Start of Block

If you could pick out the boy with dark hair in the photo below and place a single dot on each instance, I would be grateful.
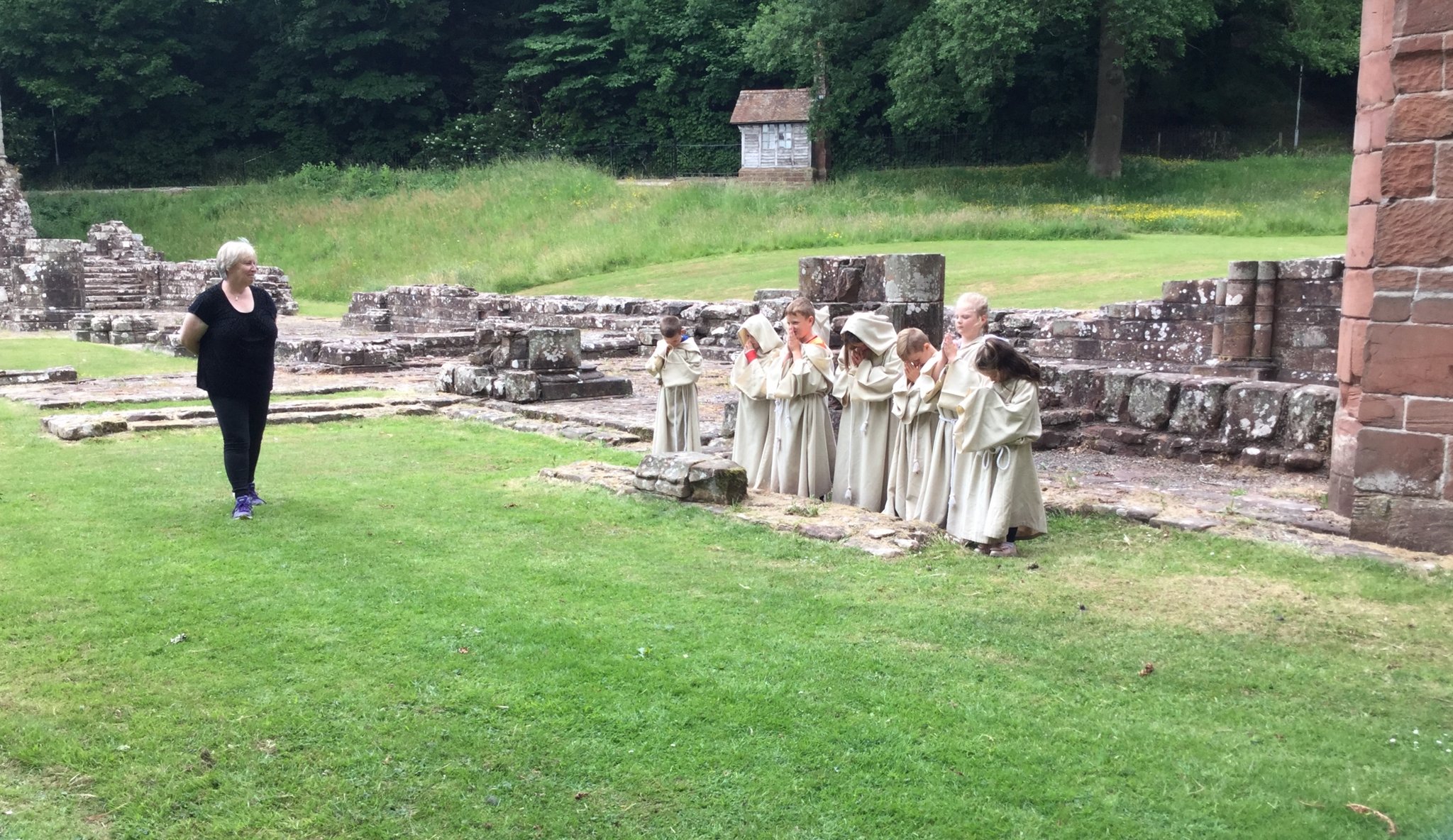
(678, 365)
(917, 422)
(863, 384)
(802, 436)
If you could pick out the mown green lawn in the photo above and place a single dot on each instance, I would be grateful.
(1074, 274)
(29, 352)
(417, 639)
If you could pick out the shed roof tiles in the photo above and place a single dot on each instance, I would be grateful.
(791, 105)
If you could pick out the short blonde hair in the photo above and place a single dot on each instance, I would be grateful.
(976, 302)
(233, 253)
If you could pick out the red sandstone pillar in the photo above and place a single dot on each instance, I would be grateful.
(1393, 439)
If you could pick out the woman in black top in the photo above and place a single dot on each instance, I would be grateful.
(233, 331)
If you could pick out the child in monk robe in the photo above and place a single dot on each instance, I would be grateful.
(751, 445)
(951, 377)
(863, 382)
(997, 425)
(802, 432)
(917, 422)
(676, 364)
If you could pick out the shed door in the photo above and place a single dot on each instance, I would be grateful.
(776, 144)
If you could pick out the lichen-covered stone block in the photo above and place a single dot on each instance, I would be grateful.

End of Block

# [TASK OBJECTIVE]
Print nothing except the lines from the line containing "If you could pick out the shed roof" to the end of the listing, exactly as written.

# [TASK ANSWER]
If you could pick out the shed roof tiles in the photo above and place a single dot on each instance, I would be grateful.
(791, 105)
If you could pick out the short blonde hair in the photo above and place a single dot on each instance, I would be grateful.
(976, 302)
(233, 253)
If you could pick out the red sandstone pillar in the photo above and place a single dot on each instance, I would be grateful.
(1393, 439)
If you could pick out the woman in black top in the photo above and place a single dot on each instance, I would be grateful.
(233, 331)
If you could pick out the child in monk robe in the photo above and place a single dot on each instance, I would be grateful.
(751, 445)
(951, 377)
(863, 382)
(997, 425)
(802, 432)
(917, 422)
(676, 364)
If you could pick out the shed door in the photo above and place a single dot on each instance, I would be grateful.
(776, 144)
If you could pick out the lichen-covered stone block in the photo above and place a single dot on each instance, I would be grateful.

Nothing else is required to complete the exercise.